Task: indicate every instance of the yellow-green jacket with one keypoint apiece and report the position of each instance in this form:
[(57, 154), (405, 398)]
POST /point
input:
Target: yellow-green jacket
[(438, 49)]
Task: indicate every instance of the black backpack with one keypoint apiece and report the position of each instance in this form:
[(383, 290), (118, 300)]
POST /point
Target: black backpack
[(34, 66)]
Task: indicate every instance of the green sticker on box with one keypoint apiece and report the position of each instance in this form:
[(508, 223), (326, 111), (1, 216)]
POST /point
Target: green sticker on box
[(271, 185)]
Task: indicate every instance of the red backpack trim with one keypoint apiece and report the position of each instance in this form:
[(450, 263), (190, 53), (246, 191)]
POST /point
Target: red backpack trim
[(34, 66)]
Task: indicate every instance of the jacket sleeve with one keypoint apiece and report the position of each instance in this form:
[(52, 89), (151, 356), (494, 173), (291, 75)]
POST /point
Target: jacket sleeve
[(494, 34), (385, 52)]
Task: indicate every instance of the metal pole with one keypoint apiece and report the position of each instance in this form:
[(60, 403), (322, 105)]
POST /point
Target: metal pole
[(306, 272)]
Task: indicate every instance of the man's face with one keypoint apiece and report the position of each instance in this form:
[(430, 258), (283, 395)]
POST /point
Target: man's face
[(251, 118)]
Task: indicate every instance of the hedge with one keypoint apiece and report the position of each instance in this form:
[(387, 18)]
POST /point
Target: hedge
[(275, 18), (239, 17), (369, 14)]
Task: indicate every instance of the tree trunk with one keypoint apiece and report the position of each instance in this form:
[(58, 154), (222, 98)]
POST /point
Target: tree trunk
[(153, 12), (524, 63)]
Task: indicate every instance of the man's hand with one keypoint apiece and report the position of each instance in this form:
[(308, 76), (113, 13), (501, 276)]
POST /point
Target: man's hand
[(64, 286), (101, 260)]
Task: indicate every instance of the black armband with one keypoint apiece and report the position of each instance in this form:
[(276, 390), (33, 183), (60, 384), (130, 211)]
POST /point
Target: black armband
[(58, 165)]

TASK TO CARRY OUT:
Rewrite all the rows above as a JSON list of strings, one string per line, skipping blank lines.

RESULT OF THIS TASK:
[
  "Task: indicate every instance of the yellow-green jacket with one keypoint apiece and report the position of each instance in this form:",
  "[(57, 154), (405, 398)]",
  "POST /point",
  "input:",
  "Target: yellow-green jacket",
  "[(438, 49)]",
  "Task: indicate every instance of the black backpack with one keypoint apiece and report the position of each instance in this form:",
  "[(383, 290), (118, 300)]",
  "POST /point",
  "Target: black backpack",
  "[(34, 66)]",
  "Task: indicate every instance of the green sticker on box with one keypoint apiece and report the position of each instance in this form:",
  "[(508, 223), (326, 111), (1, 216)]",
  "POST /point",
  "Target: green sticker on box",
  "[(271, 185)]",
  "Task: indicate every instance of the red backpack trim with one keypoint apiece and report the position of each instance in this form:",
  "[(450, 263), (190, 53), (246, 191)]",
  "POST /point",
  "Target: red backpack trim",
  "[(34, 66)]",
  "Task: indicate every instance of the jacket sleeve with one keypoint apiece and report the position of each instance in this form:",
  "[(52, 89), (151, 356), (494, 173), (291, 75)]",
  "POST /point",
  "Target: jacket sleeve",
  "[(494, 34), (385, 52)]",
  "Task: indicate every instance of the metal pole with one keypoint apiece and report the position of each instance in this form:",
  "[(60, 403), (322, 105)]",
  "POST /point",
  "Target: metal pole",
  "[(306, 272)]",
  "Task: indicate every instance of the man's face with one keypoint apiece and report the position of each instance in this form:",
  "[(430, 258), (283, 395)]",
  "POST /point",
  "Target: man's face",
  "[(251, 118)]",
  "Task: indicate every instance of the hedge with one keypoint apiece and report the position of each instance in this form:",
  "[(387, 18)]",
  "POST /point",
  "Target: hedge",
  "[(275, 18), (239, 17), (369, 14)]",
  "Task: indicate every instance of the tree trunk with one keypoint apiece and report the position of each instance in this form:",
  "[(58, 154), (222, 98)]",
  "POST /point",
  "Target: tree trunk",
  "[(153, 12), (524, 63)]",
  "Task: indicate every instance of the man's hand with one keypoint apiece and report the position of each instance in this form:",
  "[(308, 76), (113, 13), (501, 276)]",
  "POST /point",
  "Target: man's hand",
  "[(64, 286), (101, 260)]",
  "Task: indicate every instance of the black armband with one keypoint apiece and report the position of each instance in this form:",
  "[(276, 390), (33, 183), (60, 384), (130, 211)]",
  "POST /point",
  "Target: black armband",
  "[(58, 165)]"
]